→ WRITTEN INSTRUCTION: Resume the landslide susceptibility text after its final sentence, carrying on in the same technical register.

→ PAGE EXTRACT:
Figure 10b shows a better result than the LR model. Most of the landslide areas were classified into high-susceptibility and very high-susceptibility areas. However, most areas of the Guankou landslide were classified into low-susceptibility areas. The Taojiaping landslide, No. 2 Solid waste landslide, and No. 3 Solid waste landslide (mixture of historical landslide material and solid waste) were classified into moderate-susceptibility area.
Figure 10c shows the best classification result. Almost all of the landslides were classified into high-susceptibility areas and very high-susceptibility areas, which also proves the effectiveness of the weighted GBDT method.

4. Discussion

Landslide susceptibility could be analyzed as a regression problem or a classification problem. When treated as a classification problem, more and more machine learning methods are used as classifiers in the current studies. However, in these studies, the landslide susceptibility evaluation problem was always described as a normal binary classification problem rather than an imbalanced learning problem. Based on the previous studies, this paper considered the problem of imbalanced landslide samples and describes the LSM problem as an imbalanced learning problem.
In this study, we analyzed the problems caused by the imbalance of landslide samples and found that the accuracy value cannot evaluate and distinguish the pros and cons of the model very well because the accuracy value indicates the overall accuracy of the model, including the landslide samples and the non-landslide samples. When the number of non-landslide samples is much larger than that of the landslide samples, the cost of the landslide sample misclassification becomes insignificant. According to the calculation equation of the accuracy (Equation (6)), assuming that the number of non-landslides is infinite, the value of the accuracy value is infinitely close to one, rather than zero, which proves that the accuracy value is not suitable for landslide susceptibility evaluation when the sample is not balanced. Imbalanced sample data may lead to a biased prediction of the negative class, that is non-landslide class.
Therefore, we introduced the recall value into the evaluation of the models, because the recall value only pays attention to how many positive samples are correctly distinguished. At the same time, in the landslide susceptibility evaluation, the focus of our attention is exactly how many landslide samples are correctly predicted, which coincides with the meaning of the recall value representatives. It can be seen from the recall value calculation equation (Equation (5)) that the more the landslide sample is predicted, the higher the recall value will be.
The LR model shows a relatively high accuracy value (0.949), a moderate AUC value (0.845), and a very low recall value (0.004), which proves that the landslide sample has a very large misclassification ratio, while the non-landslide sample has a very small misclassification ratio. According to the previous analysis, we can assert that the LR model is not a good model under the condition that the landslide sample is not balanced. Even the accuracy value and AUC value of the model are very high.
The accuracy value (0.968), AUC value (0.976), and recall value (0.426) of the GBDT model are higher than those of the LR model, indicating that the performance of the GBDT model is better than the LR model. This is mainly because the ensemble learning method uses multiple weak classifiers to analyze and evaluate the classification results.

Dataset rows

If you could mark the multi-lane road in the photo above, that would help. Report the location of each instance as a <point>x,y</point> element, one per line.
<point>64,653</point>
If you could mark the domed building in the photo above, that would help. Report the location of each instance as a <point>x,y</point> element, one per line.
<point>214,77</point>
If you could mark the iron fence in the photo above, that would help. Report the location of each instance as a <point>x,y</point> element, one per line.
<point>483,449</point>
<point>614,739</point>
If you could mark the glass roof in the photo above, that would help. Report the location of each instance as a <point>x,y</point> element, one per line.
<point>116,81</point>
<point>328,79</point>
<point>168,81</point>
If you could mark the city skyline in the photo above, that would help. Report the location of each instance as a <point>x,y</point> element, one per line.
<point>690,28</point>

→ WRITTEN ANSWER:
The weighted GBDT model has a very high accuracy value (0.953), the highest AUC value (0.977), and recall value (0.823) in the three models, which shows that by setting different weights for different categories, the prediction performance of the model can be improved. The significant increase in recall value also demonstrates the good performance of the weighted GBDT method in dealing with landslide sample imbalance problems, meaning the landslide samples could be distinguished correctly much more than the other two models.
The key to the weighted GBDT method is the choice of sample weights. However, the selection of the best sample weights requires iteratively calculating the value of the balanced accuracy score under different weights, which would take a lot of time. Therefore, the rapid search for the best weight remains to be studied.
It is worth noting that we only discussed the solving of the imbalance of landslide samples problem at the algorithm level. The solution at the data level is still worth exploring and researching; for example, using the EasyEnsemble method to downsample non-landslide data, using the SMOTE method to oversample landslide samples, etc. In addition, more evaluation indicators for imbalanced learning need to be taken into account, such as precision, F1-score, etc.

5. Conclusions

In this study, by applying the LR model, the GBDT model, and the weighted GBDT model to the landslide susceptibility mapping, we can get the following conclusions:
A novel model of LSM was proposed named weighted GBDT that is more suitable for LSM than LR model and the GBDT model when the landslide sample is not balanced.
Compared with previous studies, this paper focused on the problems caused by the imbalance of landslide samples. The problem of landslide susceptibility evaluation is no longer regarded as an ordinary binary classification problem, but an imbalanced learning problem. At the algorithm level, the imbalanced learning problem was processed and analyzed using the weighted GBDT method. Finally, for this imbalanced learning problem, the recall value was used as the evaluation index instead of the accuracy value.
In most cases in practice, the number of landslide samples is often much smaller than non-landslide samples, so the landslide sample imbalance is a common problem. The method proposed in this paper is expected to play a greater role in the process of landslide disaster risk management.

Author Contributions

Conceptualization, Y.S. and R.N.; methodology, S.X.; software, T.G.; validation, L.P.; investigation, R.Y.; resources, S.X.; writing, original draft preparation, Y.S.; writing, review and editing, S.X.; project administration, S.L.; funding acquisition, R.Y., L.P. and T.C.

Funding

This research was jointly funded by the Geological Survey Project (No. 0431203), the Three Gorges Follow-up Work on Geological Disaster Prevention and Research Project (No. 0001212018CC60010, 0001122012AC50021), the National Natural Science Foundation of China (No. 41602362) and the National Natural Science Foundation of China (No. 61601418).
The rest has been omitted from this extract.